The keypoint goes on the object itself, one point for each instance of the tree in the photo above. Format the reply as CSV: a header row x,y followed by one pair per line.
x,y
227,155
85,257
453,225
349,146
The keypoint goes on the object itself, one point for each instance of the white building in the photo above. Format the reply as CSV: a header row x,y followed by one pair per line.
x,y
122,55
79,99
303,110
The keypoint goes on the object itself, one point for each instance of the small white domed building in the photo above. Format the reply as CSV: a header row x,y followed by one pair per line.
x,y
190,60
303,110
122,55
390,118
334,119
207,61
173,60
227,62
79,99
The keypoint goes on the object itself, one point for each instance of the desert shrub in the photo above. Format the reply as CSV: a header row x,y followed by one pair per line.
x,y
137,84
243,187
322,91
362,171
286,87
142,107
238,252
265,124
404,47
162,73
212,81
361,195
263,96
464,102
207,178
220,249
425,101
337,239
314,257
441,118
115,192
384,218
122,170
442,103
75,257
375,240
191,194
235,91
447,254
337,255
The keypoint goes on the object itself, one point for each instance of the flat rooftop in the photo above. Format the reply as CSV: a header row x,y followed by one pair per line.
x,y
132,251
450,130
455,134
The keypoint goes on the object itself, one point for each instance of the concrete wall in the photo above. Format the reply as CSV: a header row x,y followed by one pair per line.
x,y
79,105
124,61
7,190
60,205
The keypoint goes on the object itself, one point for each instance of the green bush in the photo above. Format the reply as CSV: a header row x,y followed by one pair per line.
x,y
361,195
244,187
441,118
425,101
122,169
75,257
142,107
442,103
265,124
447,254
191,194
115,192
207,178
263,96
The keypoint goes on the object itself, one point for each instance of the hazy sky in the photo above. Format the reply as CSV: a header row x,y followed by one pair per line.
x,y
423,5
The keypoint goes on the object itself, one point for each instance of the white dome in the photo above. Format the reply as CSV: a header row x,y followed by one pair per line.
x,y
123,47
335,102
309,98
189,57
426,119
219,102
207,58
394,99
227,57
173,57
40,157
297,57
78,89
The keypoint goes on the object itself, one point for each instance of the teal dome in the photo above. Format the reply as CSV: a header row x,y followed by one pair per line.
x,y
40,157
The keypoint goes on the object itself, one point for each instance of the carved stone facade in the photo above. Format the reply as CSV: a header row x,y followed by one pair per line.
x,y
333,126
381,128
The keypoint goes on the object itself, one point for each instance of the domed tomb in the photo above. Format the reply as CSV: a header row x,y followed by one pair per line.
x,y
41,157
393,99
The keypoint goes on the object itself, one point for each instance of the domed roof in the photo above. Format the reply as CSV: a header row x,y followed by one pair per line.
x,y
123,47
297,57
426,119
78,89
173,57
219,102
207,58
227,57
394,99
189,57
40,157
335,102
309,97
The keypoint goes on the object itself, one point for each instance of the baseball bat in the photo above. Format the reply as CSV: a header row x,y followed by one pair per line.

------------

— What to produce —
Rewrite every one of the entries above with "keypoint" changed to "marker", keeping all other text the same.

— Task result —
The marker goes on the object itself, one point for each instance of the tree in the photo above. Format the reply as CSV: a header row x,y followed by one pair per line.
x,y
227,155
85,257
453,225
349,146
The marker goes on the object itself, one point for each instance of the white building in the photo above. Format the reply as CSV: a header row x,y followed by one pair per line.
x,y
122,55
79,99
303,110
The marker goes on the object itself, one point for each instance of the small white domed building in the photo above. Format the reply as CSV: a header row x,y followed by one pair per line.
x,y
190,60
303,110
122,55
390,118
334,119
207,61
173,60
227,62
79,99
The marker goes on the object itself, one point for each instance of the desert shrub in the photo above. Format the reply as CSV: a header row x,y followed by one pair per line.
x,y
137,84
243,187
322,91
362,171
286,87
142,107
238,252
265,124
404,47
162,73
212,81
361,195
263,96
464,102
207,178
220,249
425,101
337,239
314,257
441,118
115,192
384,218
122,170
442,103
75,257
375,240
191,194
235,91
447,254
337,255
The marker goes on the object itself, one point for each instance of the flat rooftop in the photo above. Format the reply as CSV: a header row x,y followed by one pair per line.
x,y
132,251
450,130
455,134
The marker goes on the object itself, one point for each instance of the concrete wall in the photo above. Format the reply as CSV: a header row x,y followed by one pair per line.
x,y
79,105
124,61
7,190
60,205
The marker goes on the object itself, one point for each instance of the green bush in the photo above. Format the reply as CSV: a header row x,y followed by one pair per line.
x,y
361,195
244,187
441,118
425,101
122,169
75,257
142,107
442,103
265,124
447,254
191,194
115,192
207,178
263,96
The marker goes on the object itself, one point for each instance of the hazy sky in the photo above. Format the reply as CSV: a header row x,y followed by one pair per line.
x,y
423,5
The marker goes on the object itself, one point for each instance of the white dome in the photo above. Format the reply as CSV: a header row x,y followed by one pair per line.
x,y
123,47
335,102
309,98
189,57
426,119
219,102
207,58
394,99
227,57
173,57
40,157
297,57
78,89
The marker goes on the object itself, one point for each instance of the teal dome in the photo above. Format the reply as CSV: a header row x,y followed by one pair per line.
x,y
40,157
The marker goes on the object itself, one point for each instance of the carved stone facade in the photo above. Format the reply as CSV: a header row x,y followed by one pair per line.
x,y
333,126
381,128
The marker goes on the object itself, one point for each instance of the domed tomb in the photo above. Format the reply as CSV: a header row x,y followed by one pair per line.
x,y
41,157
393,99
The marker goes on the object itself, one point for each instance of the domed roof in the photo above. Format the reply as CSV: a header row x,y followed by one pair per line.
x,y
123,47
297,57
426,119
78,89
173,57
219,102
207,58
227,57
394,99
189,57
40,157
335,102
309,97
The marker goes on the object itself, one point for each instance of the baseball bat in the photo above. Format the reply as CSV: a header row x,y followed by one pair per line.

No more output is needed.